§ **Stated problem**
Repeat the lines beginning at the one with "instance like [18,66]." and running to the end of the material, keeping the first and last of them, exactly as they appear.

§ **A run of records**
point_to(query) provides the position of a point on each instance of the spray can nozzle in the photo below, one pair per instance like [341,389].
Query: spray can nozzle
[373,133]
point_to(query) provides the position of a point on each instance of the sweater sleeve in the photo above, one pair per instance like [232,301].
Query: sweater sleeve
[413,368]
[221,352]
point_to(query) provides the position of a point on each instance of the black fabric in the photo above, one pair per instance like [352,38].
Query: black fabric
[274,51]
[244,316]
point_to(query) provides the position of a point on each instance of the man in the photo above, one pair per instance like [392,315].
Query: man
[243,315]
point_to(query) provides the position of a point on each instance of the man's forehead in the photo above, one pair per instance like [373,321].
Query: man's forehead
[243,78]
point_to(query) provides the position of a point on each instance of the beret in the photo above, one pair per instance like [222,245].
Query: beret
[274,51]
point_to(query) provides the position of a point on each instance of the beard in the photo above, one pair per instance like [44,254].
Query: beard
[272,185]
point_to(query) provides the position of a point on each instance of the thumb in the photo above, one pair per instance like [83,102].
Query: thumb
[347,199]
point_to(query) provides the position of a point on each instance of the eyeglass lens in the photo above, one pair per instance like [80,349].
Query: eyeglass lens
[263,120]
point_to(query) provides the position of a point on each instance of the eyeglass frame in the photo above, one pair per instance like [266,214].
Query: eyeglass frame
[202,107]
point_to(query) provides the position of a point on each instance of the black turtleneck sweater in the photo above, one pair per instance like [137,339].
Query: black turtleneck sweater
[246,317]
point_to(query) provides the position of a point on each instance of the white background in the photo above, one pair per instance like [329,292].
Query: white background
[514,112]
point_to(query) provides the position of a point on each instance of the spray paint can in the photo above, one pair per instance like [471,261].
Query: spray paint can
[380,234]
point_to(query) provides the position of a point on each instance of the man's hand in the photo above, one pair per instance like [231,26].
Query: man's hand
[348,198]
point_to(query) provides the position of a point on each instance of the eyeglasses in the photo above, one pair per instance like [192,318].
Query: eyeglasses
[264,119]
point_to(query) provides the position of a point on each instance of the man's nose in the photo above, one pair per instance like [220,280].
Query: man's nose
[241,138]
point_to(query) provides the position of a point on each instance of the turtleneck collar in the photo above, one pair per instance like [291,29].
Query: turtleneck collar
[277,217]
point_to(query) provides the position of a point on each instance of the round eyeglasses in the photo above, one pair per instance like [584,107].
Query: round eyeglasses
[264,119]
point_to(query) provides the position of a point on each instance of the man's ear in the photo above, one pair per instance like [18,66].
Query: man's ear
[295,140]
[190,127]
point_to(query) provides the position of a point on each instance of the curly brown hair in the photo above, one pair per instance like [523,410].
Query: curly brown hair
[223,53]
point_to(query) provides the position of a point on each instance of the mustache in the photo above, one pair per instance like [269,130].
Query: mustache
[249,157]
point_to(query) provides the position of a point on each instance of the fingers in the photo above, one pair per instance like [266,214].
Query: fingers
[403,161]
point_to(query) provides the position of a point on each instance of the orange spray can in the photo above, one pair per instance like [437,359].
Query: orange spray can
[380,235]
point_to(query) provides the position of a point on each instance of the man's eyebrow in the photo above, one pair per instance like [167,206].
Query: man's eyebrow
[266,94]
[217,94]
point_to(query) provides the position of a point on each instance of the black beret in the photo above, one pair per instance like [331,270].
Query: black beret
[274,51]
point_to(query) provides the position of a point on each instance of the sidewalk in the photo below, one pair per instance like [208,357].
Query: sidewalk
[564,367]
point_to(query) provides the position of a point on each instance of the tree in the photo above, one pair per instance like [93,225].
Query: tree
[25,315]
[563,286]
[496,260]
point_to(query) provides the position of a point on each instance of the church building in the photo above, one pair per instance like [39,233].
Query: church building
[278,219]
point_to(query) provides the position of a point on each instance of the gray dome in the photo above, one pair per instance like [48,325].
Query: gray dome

§ **Expected output**
point_to(query) provides the position of a point on each instance of the man's ear in the photo above, one pair per instance like [18,66].
Query: man's ear
[295,140]
[190,127]
point_to(query) provides the position of a point on each instance of the curly brown hair in the photo above, one pair per instance like [523,410].
Query: curly brown hair
[223,53]
point_to(query) provides the position of a point on each instance of the mustache in the photo above, one pair per instance like [269,130].
Query: mustache
[249,157]
point_to(query) provides the position of a point on each instance of the fingers in the photo above, one pair per instance like [266,214].
Query: fingers
[403,161]
point_to(query) provides the position of a point on each instance of the orange spray can in the photo above, one pair per instance like [437,359].
Query: orange spray can
[380,235]
point_to(query) provides the position of a point on each instance of the man's eyebrow in the photo above, one pair per instance like [167,206].
Query: man's eyebrow
[266,94]
[217,94]
point_to(query) provides the position of a point on each instance of the black beret in the photo above, one pair per instance like [331,270].
Query: black beret
[274,51]
point_to(query) provides the position of a point on each instance of the sidewalk in the photo below, one pair per instance like [208,357].
Query: sidewalk
[564,367]
point_to(query) provides the position of a point on each instance of the tree in the photo above, one pair per instance like [93,225].
Query: tree
[25,315]
[563,286]
[496,260]
point_to(query) provides the position of a point on each instance of the church building in the photo above, one pair per instance like [39,233].
Query: church building
[278,219]
point_to(query) provides the position of a point on each instance of the gray dome in the photo above, one pair per instance like [48,325].
Query: gray dome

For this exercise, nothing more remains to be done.